Dataset entries:

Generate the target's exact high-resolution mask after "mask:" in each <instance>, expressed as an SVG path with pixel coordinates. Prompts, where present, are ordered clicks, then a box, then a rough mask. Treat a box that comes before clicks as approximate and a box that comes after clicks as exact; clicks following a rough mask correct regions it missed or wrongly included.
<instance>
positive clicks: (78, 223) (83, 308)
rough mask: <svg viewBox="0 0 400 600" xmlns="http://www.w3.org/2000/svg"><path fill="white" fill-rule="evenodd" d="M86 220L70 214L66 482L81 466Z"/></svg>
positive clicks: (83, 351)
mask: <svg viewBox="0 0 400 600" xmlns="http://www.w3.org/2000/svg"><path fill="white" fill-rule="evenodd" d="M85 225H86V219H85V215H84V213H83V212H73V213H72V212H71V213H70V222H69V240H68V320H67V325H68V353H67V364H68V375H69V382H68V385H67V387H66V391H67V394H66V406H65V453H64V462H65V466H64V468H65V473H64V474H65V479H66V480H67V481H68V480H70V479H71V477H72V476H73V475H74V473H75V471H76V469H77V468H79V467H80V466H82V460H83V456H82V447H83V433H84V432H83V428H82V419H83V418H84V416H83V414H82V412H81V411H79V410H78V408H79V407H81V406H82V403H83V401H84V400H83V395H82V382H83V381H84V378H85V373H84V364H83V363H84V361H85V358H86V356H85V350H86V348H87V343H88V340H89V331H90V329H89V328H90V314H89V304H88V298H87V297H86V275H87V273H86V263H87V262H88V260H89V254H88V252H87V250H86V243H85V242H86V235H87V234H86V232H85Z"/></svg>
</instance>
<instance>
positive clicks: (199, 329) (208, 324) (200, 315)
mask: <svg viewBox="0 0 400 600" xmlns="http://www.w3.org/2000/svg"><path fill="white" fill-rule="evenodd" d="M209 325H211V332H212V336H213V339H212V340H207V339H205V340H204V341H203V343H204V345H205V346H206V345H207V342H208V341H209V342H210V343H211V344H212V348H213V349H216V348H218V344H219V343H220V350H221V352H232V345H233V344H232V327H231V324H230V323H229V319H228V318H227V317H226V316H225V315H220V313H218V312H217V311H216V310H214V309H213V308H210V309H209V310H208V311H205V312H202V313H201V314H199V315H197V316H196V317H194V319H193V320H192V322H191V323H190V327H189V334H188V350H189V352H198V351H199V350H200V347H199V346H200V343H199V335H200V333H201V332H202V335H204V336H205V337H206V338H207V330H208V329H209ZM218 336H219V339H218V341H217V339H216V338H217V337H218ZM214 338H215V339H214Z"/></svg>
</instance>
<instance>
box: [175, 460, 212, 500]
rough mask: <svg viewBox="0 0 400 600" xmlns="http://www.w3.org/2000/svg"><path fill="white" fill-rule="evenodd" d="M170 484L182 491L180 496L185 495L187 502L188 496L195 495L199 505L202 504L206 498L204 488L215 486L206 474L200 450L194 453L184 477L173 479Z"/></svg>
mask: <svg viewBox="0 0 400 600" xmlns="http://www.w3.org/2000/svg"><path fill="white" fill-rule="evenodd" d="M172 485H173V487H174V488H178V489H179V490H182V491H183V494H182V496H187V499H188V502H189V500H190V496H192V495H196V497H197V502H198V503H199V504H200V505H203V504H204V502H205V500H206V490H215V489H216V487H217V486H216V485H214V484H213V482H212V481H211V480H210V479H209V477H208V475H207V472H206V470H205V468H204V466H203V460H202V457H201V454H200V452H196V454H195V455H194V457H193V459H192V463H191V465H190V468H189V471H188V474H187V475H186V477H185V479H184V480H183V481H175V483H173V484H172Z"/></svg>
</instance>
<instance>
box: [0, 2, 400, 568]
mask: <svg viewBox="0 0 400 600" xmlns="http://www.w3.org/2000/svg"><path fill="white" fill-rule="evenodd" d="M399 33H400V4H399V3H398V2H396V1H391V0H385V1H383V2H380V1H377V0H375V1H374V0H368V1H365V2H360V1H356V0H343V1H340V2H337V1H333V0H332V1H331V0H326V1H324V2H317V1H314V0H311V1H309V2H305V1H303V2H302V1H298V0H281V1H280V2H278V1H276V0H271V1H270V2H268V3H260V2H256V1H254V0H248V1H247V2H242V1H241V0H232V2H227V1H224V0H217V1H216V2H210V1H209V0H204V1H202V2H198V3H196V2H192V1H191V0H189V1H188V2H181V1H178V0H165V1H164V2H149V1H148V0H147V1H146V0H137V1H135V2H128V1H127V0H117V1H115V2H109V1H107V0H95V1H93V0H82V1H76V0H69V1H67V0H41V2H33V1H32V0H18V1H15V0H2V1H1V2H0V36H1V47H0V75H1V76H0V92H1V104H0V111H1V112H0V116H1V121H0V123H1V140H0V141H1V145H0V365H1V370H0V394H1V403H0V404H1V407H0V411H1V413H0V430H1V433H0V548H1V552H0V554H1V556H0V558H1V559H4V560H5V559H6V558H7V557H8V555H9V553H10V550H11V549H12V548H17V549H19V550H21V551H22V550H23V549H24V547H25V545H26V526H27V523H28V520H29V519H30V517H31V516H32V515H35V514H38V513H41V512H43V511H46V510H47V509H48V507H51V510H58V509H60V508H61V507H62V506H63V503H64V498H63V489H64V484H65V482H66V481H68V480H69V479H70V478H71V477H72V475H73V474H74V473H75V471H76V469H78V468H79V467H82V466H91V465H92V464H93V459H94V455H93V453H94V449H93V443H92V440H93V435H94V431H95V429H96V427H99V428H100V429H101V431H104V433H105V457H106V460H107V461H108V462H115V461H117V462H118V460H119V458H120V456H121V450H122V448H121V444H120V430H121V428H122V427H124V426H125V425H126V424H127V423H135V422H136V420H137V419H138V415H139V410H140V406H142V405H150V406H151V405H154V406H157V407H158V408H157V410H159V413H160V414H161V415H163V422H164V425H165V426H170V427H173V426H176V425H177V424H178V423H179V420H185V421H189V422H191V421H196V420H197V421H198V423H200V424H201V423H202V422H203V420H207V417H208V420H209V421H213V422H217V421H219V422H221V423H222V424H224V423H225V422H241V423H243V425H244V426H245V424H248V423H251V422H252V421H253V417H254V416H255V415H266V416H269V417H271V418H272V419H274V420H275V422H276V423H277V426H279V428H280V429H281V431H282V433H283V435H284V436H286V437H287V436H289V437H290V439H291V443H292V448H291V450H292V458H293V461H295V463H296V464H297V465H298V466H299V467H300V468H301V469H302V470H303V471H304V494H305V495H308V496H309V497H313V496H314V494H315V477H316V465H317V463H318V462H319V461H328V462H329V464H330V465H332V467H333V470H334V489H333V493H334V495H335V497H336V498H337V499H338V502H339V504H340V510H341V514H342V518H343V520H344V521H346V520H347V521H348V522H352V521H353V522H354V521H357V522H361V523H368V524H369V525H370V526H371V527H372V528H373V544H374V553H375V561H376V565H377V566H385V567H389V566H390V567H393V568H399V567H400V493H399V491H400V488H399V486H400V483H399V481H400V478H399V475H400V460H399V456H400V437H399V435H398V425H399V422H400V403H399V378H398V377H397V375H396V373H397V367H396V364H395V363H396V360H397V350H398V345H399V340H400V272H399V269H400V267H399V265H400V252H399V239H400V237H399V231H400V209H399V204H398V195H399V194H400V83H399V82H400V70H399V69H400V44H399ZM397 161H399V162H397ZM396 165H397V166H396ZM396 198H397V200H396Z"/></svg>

**Required work**
Word for word, restate all of the entries.

**Task result**
Generate the target's exact high-resolution mask after "mask:" in each <instance>, expressed as an SVG path with pixel coordinates. Prompts, where present, are ordered clicks, then a box, then a rough mask. Treat a box that comes before clicks as approximate and a box that comes after clicks as exact; clicks following a rough mask correct regions it missed or wrongly included.
<instance>
positive clicks: (78, 223) (83, 308)
rough mask: <svg viewBox="0 0 400 600" xmlns="http://www.w3.org/2000/svg"><path fill="white" fill-rule="evenodd" d="M86 220L70 214L66 482L81 466Z"/></svg>
positive clicks: (83, 351)
mask: <svg viewBox="0 0 400 600" xmlns="http://www.w3.org/2000/svg"><path fill="white" fill-rule="evenodd" d="M85 225H86V219H85V215H84V213H83V212H73V213H72V212H71V213H70V222H69V240H68V320H67V325H68V353H67V364H68V375H69V382H68V385H67V387H66V391H67V394H66V406H65V453H64V462H65V466H64V468H65V473H64V474H65V479H66V480H67V481H68V480H70V479H71V477H72V476H73V475H74V473H75V471H76V469H77V468H79V467H80V466H82V460H83V456H82V447H83V433H84V432H83V428H82V419H83V418H84V416H83V414H82V412H81V411H79V410H78V408H79V407H81V406H82V403H83V401H84V400H83V395H82V382H83V381H84V378H85V373H84V364H83V363H84V361H85V358H86V356H85V350H86V348H87V343H88V340H89V331H90V329H89V328H90V314H89V304H88V298H87V297H86V275H87V273H86V263H87V262H88V260H89V254H88V252H87V250H86V243H85V242H86V235H87V234H86V232H85Z"/></svg>
</instance>
<instance>
positive clicks: (199, 329) (208, 324) (200, 315)
mask: <svg viewBox="0 0 400 600" xmlns="http://www.w3.org/2000/svg"><path fill="white" fill-rule="evenodd" d="M209 325H211V332H212V336H213V339H212V340H207V339H205V340H204V341H203V343H204V345H205V346H206V345H207V342H208V341H209V342H210V343H211V344H212V348H213V349H216V348H218V344H219V343H220V350H221V352H232V345H233V344H232V327H231V324H230V323H229V319H228V318H227V317H226V316H225V315H220V313H218V312H217V311H216V310H214V309H213V308H210V309H209V310H208V311H205V312H202V313H201V314H199V315H197V316H196V317H194V319H193V320H192V322H191V323H190V327H189V334H188V350H189V352H198V351H199V350H200V347H199V346H200V343H199V335H200V333H201V332H202V335H204V336H205V337H206V338H207V330H208V329H209ZM218 336H219V339H218V341H217V339H216V338H217V337H218ZM214 338H215V339H214Z"/></svg>
</instance>
<instance>
box: [175, 460, 212, 500]
rough mask: <svg viewBox="0 0 400 600" xmlns="http://www.w3.org/2000/svg"><path fill="white" fill-rule="evenodd" d="M170 484L182 491L180 496L185 495L187 502L188 496L195 495L199 505L202 504L206 498L204 488L215 486L206 474L200 450L194 453L184 477L173 479Z"/></svg>
mask: <svg viewBox="0 0 400 600" xmlns="http://www.w3.org/2000/svg"><path fill="white" fill-rule="evenodd" d="M172 485H173V487H174V488H178V489H179V490H182V491H183V494H182V496H187V499H188V502H189V500H190V496H192V495H196V497H197V502H198V503H199V504H200V505H203V504H204V502H205V500H206V490H215V489H216V487H217V486H216V485H214V484H213V482H212V481H211V480H210V479H209V477H208V475H207V472H206V470H205V468H204V466H203V460H202V457H201V454H200V452H196V454H195V455H194V457H193V459H192V463H191V465H190V468H189V471H188V474H187V475H186V477H185V479H184V480H183V481H175V483H173V484H172Z"/></svg>
</instance>
<instance>
box: [0, 2, 400, 568]
mask: <svg viewBox="0 0 400 600" xmlns="http://www.w3.org/2000/svg"><path fill="white" fill-rule="evenodd" d="M399 33H400V4H399V3H398V2H396V1H391V0H385V1H383V2H380V1H377V0H375V1H374V0H368V1H365V2H360V1H356V0H343V1H340V2H337V1H333V0H332V1H331V0H326V1H324V2H317V1H314V0H311V1H309V2H305V1H303V2H302V1H298V0H281V1H280V2H278V1H276V0H271V1H270V2H268V3H260V2H256V1H254V0H248V1H247V2H242V1H241V0H232V2H227V1H224V0H217V1H216V2H210V1H209V0H204V1H202V2H198V3H196V2H192V1H191V0H189V1H188V2H181V1H178V0H165V1H164V2H149V1H148V0H147V1H146V0H137V1H135V2H128V1H127V0H117V1H115V2H109V1H107V0H95V1H93V0H82V1H76V0H69V1H67V0H41V2H33V1H32V0H18V1H15V0H2V1H1V2H0V36H1V47H0V75H1V76H0V92H1V104H0V111H1V112H0V116H1V121H0V123H1V140H0V141H1V145H0V365H1V370H0V394H1V403H0V404H1V407H0V411H1V413H0V430H1V433H0V548H1V552H0V554H1V556H0V558H1V559H4V560H5V559H6V558H7V557H8V555H9V553H10V550H11V549H12V548H17V549H19V550H21V551H22V550H23V549H24V547H25V545H26V526H27V523H28V520H29V519H30V517H31V516H32V515H35V514H38V513H41V512H43V511H46V510H47V509H48V507H51V510H58V509H60V508H61V507H62V506H63V503H64V498H63V489H64V484H65V482H66V481H68V480H69V479H70V478H71V477H72V475H73V474H74V473H75V471H76V469H78V468H79V467H82V466H91V465H92V464H93V459H94V455H93V453H94V449H93V443H92V440H93V435H94V431H95V429H96V427H99V428H100V429H101V431H104V433H105V457H106V460H107V461H108V462H115V461H117V462H118V460H119V458H120V456H121V450H122V448H121V444H120V430H121V428H122V427H124V426H125V425H126V424H127V423H135V422H136V420H137V419H138V415H139V410H140V406H142V405H150V406H151V405H154V406H157V407H158V408H157V410H159V413H160V414H161V415H163V422H164V425H165V426H170V427H173V426H176V425H177V424H178V423H179V420H185V421H189V422H191V421H196V420H197V421H198V423H200V424H201V423H202V422H203V420H207V417H208V420H209V421H213V422H217V421H219V422H221V423H222V424H224V423H225V422H241V423H243V425H244V426H245V424H248V423H251V422H252V421H253V417H254V416H255V415H266V416H269V417H271V418H272V419H274V420H275V422H276V423H277V426H279V428H280V429H281V431H282V433H283V435H284V436H286V437H287V436H289V437H290V439H291V443H292V448H291V450H292V458H293V461H295V463H296V464H297V465H298V466H299V467H300V468H301V469H302V470H303V471H304V494H305V495H308V496H309V497H313V496H314V494H315V477H316V465H317V463H318V462H319V461H328V462H329V464H330V465H332V467H333V470H334V489H333V493H334V495H335V497H336V498H337V499H338V502H339V504H340V510H341V514H342V518H343V520H344V521H346V520H347V521H348V522H352V521H353V522H354V521H357V522H361V523H368V524H369V525H370V526H371V527H372V528H373V544H374V553H375V561H376V565H377V566H385V567H389V566H390V567H393V568H399V567H400V493H399V491H400V488H399V486H400V483H399V481H400V478H399V475H400V460H399V456H400V437H399V435H398V425H399V422H400V403H399V378H398V377H397V375H396V373H397V367H396V364H395V363H396V360H397V350H398V345H399V340H400V272H399V269H400V267H399V265H400V252H399V239H400V237H399V231H400V209H399V204H398V195H399V194H400V83H399V82H400V70H399V69H400V44H399ZM397 161H399V162H397ZM396 165H397V166H396ZM396 198H397V200H396Z"/></svg>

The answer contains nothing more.